====== Data

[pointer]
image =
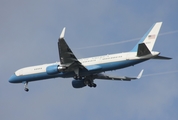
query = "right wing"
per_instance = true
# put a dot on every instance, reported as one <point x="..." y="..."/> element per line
<point x="123" y="78"/>
<point x="67" y="57"/>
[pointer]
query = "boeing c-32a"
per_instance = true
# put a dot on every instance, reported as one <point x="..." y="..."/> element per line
<point x="85" y="71"/>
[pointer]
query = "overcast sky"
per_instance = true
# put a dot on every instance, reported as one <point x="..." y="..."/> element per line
<point x="29" y="30"/>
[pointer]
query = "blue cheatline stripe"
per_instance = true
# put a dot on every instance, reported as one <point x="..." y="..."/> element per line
<point x="104" y="67"/>
<point x="142" y="39"/>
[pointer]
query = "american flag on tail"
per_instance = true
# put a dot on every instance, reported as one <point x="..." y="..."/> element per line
<point x="151" y="36"/>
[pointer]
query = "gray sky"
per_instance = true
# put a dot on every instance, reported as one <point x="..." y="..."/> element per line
<point x="29" y="31"/>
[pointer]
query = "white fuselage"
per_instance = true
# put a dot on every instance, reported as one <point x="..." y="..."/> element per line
<point x="106" y="62"/>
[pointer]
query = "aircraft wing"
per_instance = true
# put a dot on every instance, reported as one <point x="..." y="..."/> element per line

============

(Task): List each line of the records that holds the string "wing".

(Response to the task):
query = "right wing"
query = "aircraft wing"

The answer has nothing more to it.